**Quoted passage**:
## BEGIN
I notice you have a double brick house and the mongrels still managed to get into the roof, amazing little bastards. At least you have all brick walls and concrete floors I wish i could say the same. I had brick veneer,  I would happilly swap your double brick with a bad roof for my wood subfloor and frame and roof that is now mostly mud veneer.  I seriously do hope you get some sense of "at least my situation is not as bad as that poor bastard" it is nice to know someone is worse off except when your the worst off one ( :  I suppose someone has to get that job, just wish it wast me  ( :  
I thank God that He has finally given me a sense of humor about this trial, though i am sure there is a good reason for having to go through it, I just dont know what it is yet i hope it is to improve my rough persona and help me empahasie with others. I sure can empathise with others in thise situation now ( :
Hope the best for your repairs.
cheers
Greg

----------


## marble

Gee Greg (I_hate_termites!), that really bites.
## END
**Extracted information**:
## BEGIN
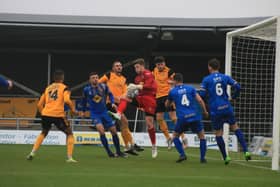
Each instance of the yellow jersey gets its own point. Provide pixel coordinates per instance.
(115, 82)
(162, 78)
(53, 99)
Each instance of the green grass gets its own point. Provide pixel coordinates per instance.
(96, 169)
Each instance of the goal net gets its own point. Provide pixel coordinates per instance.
(252, 59)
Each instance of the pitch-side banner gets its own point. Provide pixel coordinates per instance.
(58, 138)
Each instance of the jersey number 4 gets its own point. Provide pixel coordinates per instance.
(185, 100)
(219, 89)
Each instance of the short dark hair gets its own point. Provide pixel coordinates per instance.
(58, 75)
(139, 61)
(178, 77)
(116, 61)
(159, 59)
(214, 64)
(93, 73)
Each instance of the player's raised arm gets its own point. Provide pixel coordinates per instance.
(104, 79)
(68, 101)
(41, 102)
(202, 104)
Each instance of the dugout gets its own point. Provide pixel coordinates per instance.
(32, 46)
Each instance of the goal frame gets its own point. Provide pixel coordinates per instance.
(276, 99)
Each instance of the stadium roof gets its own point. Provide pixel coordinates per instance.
(64, 20)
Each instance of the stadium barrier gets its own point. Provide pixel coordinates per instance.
(85, 135)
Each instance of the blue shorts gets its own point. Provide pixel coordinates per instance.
(218, 121)
(102, 118)
(182, 125)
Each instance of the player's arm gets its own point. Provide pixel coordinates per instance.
(169, 101)
(103, 79)
(202, 90)
(67, 100)
(202, 104)
(41, 102)
(111, 97)
(148, 83)
(171, 75)
(236, 87)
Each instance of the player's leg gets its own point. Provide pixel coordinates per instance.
(63, 125)
(160, 109)
(110, 124)
(164, 128)
(100, 128)
(239, 134)
(148, 103)
(149, 118)
(116, 141)
(46, 126)
(198, 127)
(127, 136)
(179, 147)
(121, 108)
(217, 123)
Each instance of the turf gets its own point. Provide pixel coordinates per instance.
(96, 169)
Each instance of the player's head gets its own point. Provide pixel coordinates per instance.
(139, 65)
(178, 78)
(117, 67)
(93, 78)
(213, 65)
(58, 75)
(160, 62)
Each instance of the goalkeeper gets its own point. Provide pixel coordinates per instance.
(142, 94)
(117, 84)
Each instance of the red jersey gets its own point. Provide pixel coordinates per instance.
(147, 79)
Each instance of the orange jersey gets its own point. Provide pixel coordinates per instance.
(53, 99)
(162, 78)
(116, 83)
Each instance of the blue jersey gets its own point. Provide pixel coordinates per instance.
(184, 97)
(215, 85)
(96, 97)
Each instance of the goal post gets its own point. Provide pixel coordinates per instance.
(253, 59)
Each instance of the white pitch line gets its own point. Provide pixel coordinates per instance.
(234, 161)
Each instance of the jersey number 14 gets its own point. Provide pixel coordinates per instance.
(185, 100)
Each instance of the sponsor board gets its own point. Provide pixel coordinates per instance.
(29, 137)
(142, 139)
(93, 138)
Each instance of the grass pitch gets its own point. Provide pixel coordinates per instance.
(49, 169)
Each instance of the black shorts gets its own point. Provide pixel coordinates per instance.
(60, 122)
(161, 105)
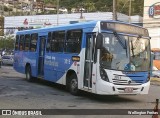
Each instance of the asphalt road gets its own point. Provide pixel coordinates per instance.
(17, 93)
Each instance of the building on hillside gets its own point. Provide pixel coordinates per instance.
(37, 21)
(151, 21)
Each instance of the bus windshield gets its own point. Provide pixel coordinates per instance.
(126, 53)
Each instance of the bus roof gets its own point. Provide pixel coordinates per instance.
(71, 26)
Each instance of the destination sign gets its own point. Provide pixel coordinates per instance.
(124, 28)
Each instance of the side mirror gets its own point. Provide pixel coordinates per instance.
(99, 41)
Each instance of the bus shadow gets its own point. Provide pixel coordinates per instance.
(108, 98)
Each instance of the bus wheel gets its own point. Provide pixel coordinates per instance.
(73, 86)
(28, 74)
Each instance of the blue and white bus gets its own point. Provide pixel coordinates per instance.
(101, 57)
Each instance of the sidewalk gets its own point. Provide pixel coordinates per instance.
(155, 81)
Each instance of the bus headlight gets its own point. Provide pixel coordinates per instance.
(103, 75)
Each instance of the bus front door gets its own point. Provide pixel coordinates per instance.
(87, 82)
(42, 42)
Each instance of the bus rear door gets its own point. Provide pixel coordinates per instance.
(42, 42)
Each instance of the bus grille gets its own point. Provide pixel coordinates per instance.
(127, 82)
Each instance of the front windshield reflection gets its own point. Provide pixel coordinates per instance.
(117, 54)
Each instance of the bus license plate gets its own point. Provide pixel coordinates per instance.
(128, 90)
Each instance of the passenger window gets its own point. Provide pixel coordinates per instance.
(57, 41)
(48, 41)
(21, 42)
(16, 43)
(34, 38)
(73, 41)
(27, 42)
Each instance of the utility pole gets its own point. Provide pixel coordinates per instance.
(114, 10)
(130, 11)
(57, 12)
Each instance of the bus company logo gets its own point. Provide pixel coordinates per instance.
(154, 10)
(6, 112)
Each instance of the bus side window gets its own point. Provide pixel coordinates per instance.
(33, 45)
(17, 42)
(27, 42)
(73, 42)
(48, 41)
(57, 41)
(21, 43)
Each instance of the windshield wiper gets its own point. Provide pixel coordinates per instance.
(121, 43)
(135, 45)
(120, 40)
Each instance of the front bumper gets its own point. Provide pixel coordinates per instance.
(105, 88)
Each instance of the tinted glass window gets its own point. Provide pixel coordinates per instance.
(27, 42)
(16, 43)
(73, 41)
(57, 41)
(21, 42)
(34, 38)
(48, 41)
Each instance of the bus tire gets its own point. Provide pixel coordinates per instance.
(28, 74)
(73, 85)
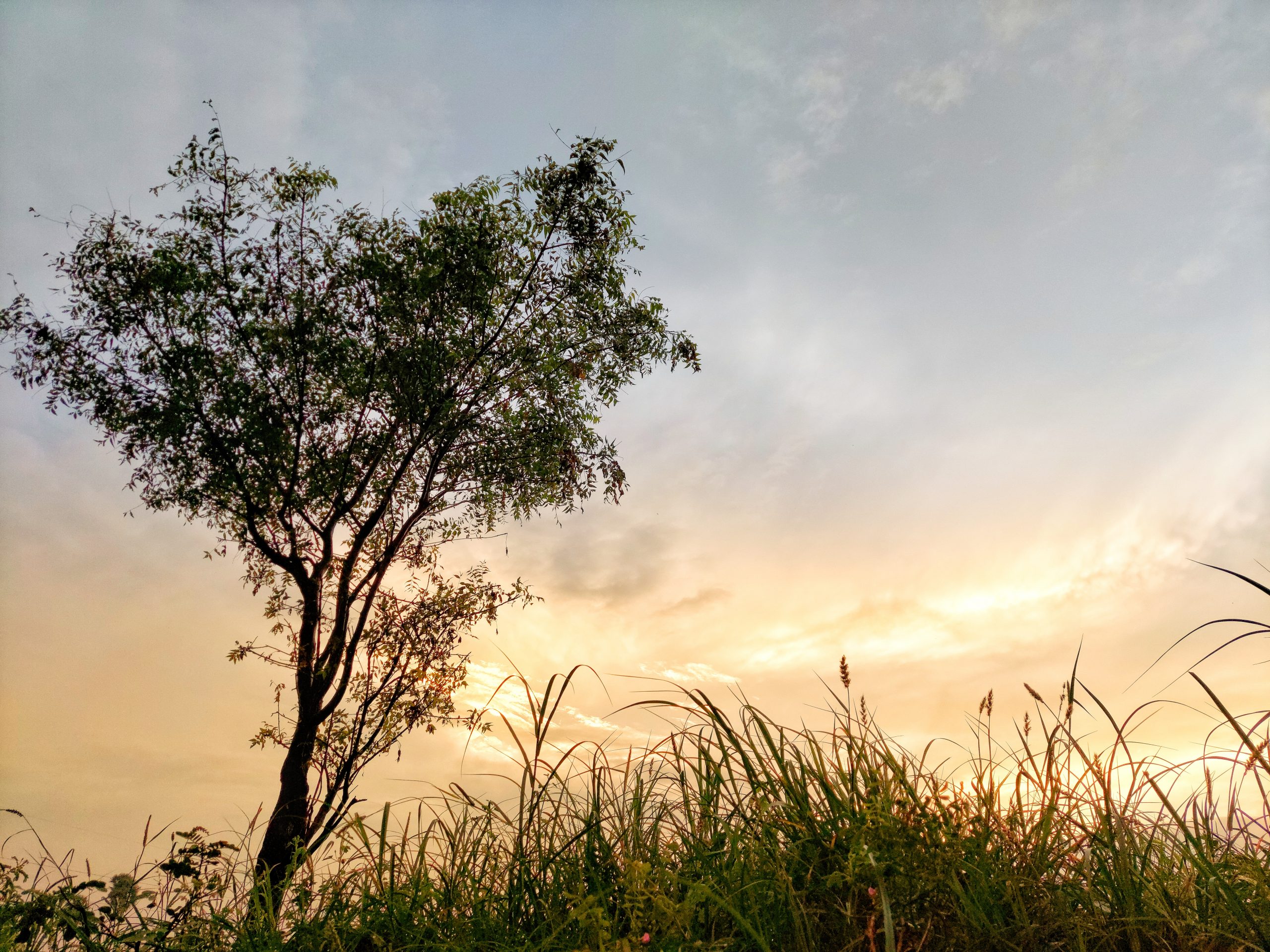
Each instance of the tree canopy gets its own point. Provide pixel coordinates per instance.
(337, 394)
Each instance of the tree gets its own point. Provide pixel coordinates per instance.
(337, 394)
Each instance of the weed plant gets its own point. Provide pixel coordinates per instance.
(738, 833)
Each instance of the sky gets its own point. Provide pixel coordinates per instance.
(983, 302)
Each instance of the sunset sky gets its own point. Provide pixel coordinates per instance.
(983, 301)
## END
**Exercise prompt**: Write the next part of the forum thread about termite damage, continuing the post headed "marble" after its final sentence.

**Reply**:
I wish you all the best of luck for your repairs.

----------


## snowyskiesau

While I've  no experience at repairing/replacing roofs ,  I'd be willing to give it a try. 
The property is in country NSW and I don't have a vehicle plus I've only just started a new job so  I  can't take the necessary time off from work.
Adding to the expense would be that I'd be getting no income from the property while I fix it but I'd still have the mortgage to pay not to mention my rent in Sydney.

----------


## San

Hi Marble,
It is important to treat termites as soon as activity has been located. Dusting, foaming or a liquid treatment to earthen leads are all accepted methods of termite treatment, and depending on your Termite Professional, these are the most common techniques. 
Unfortunately, where only a small amount of live termites can be located, effective treatment of termites involves aggregating enough into one enclosure for treatment before an effective transfer of treatment product can be passed on to eradicate the entire nest. This is where Your Termite Professional is a necessary part of your homes maintainance. They will locate any visible signs of activity, and provide treatment and preventative information to help you protect your investment. 
If you thought you had termites at one end of the house, and a treatable amount of live termites could not be located, then a bait should have been placed in the area to draw them out for treatment, and then possibly an integrated baiting system or chemical barrier depending on construction.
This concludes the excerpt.